**What needs to be done:**
Copy out each line of the listing below that contains the word "metal".

**Supplied records:**
= Beginning of Section =

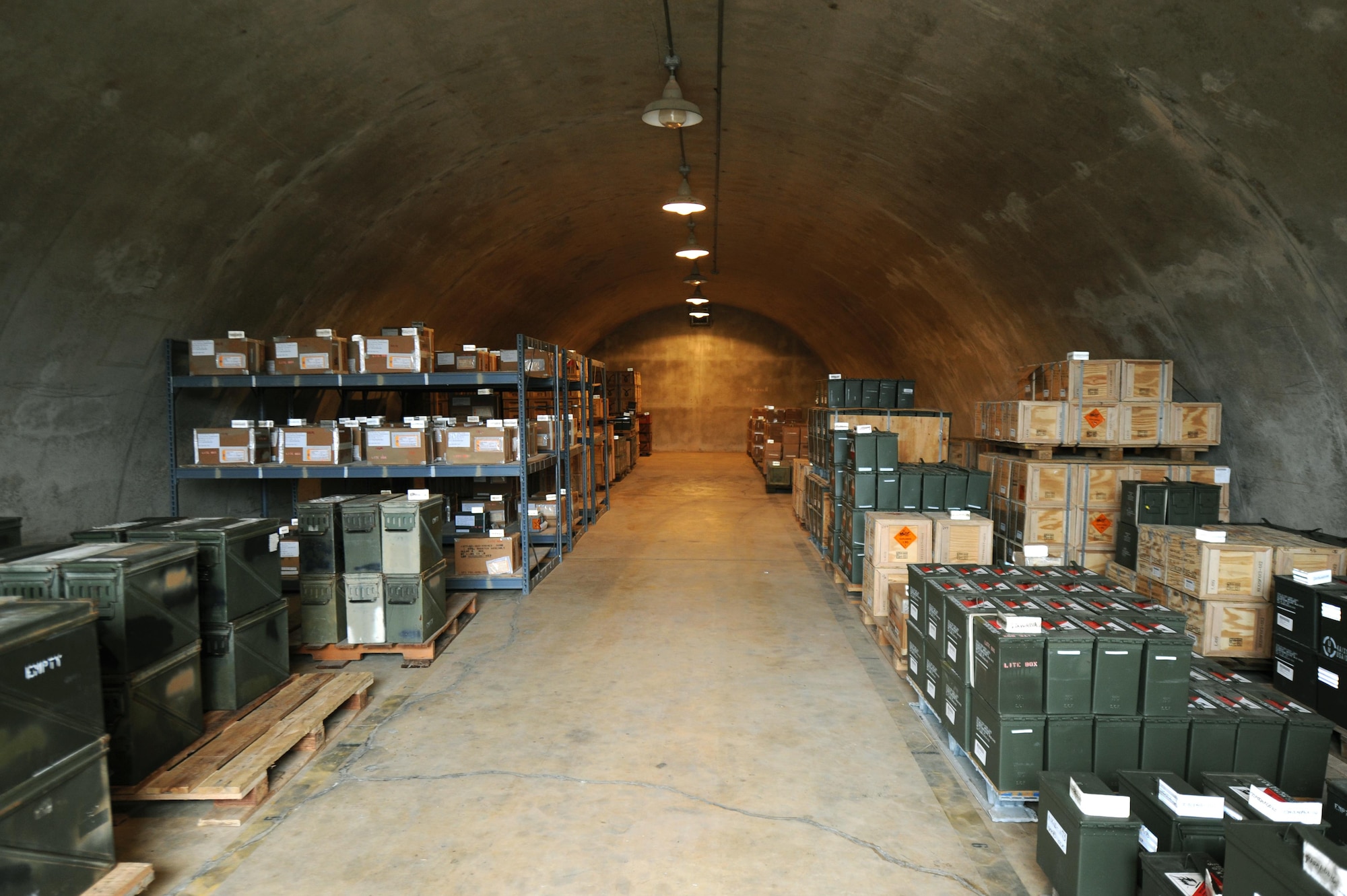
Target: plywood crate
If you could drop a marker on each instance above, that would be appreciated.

= End of Section =
= Beginning of Section =

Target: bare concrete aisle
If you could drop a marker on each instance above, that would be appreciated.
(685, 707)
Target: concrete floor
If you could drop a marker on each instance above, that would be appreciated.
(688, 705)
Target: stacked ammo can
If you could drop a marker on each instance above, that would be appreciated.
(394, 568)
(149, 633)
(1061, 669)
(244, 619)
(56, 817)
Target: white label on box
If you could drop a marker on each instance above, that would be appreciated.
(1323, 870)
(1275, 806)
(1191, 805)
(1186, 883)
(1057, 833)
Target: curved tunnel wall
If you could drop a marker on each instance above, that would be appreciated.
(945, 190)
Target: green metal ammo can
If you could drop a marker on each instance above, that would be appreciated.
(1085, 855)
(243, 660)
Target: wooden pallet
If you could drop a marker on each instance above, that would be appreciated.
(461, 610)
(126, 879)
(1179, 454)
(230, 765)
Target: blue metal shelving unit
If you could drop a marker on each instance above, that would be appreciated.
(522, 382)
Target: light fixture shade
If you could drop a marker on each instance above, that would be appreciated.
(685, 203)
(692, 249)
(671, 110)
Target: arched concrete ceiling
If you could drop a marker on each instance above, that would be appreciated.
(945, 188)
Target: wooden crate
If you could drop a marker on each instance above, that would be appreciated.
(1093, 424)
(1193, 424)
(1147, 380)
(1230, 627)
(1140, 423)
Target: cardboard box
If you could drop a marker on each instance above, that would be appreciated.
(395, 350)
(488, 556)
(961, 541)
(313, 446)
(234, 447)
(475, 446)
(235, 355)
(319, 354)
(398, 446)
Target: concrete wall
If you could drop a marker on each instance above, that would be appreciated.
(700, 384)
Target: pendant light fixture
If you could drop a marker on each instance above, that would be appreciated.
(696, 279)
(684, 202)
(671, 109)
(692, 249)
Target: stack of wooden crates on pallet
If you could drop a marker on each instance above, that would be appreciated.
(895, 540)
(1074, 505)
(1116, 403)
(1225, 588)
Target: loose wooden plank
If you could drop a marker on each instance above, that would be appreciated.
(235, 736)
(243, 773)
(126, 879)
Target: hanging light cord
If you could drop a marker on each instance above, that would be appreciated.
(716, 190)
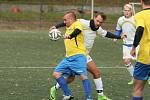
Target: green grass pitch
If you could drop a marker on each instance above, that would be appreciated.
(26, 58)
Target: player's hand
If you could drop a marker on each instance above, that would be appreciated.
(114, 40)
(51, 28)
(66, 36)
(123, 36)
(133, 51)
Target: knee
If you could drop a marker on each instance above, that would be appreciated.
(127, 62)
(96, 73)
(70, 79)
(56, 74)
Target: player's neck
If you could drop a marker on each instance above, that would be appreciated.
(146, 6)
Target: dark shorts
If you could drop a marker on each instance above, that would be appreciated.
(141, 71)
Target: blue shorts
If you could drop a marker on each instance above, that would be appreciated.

= End of Section =

**Response area:**
Target: green metal ammo can
Target: blue metal shelving unit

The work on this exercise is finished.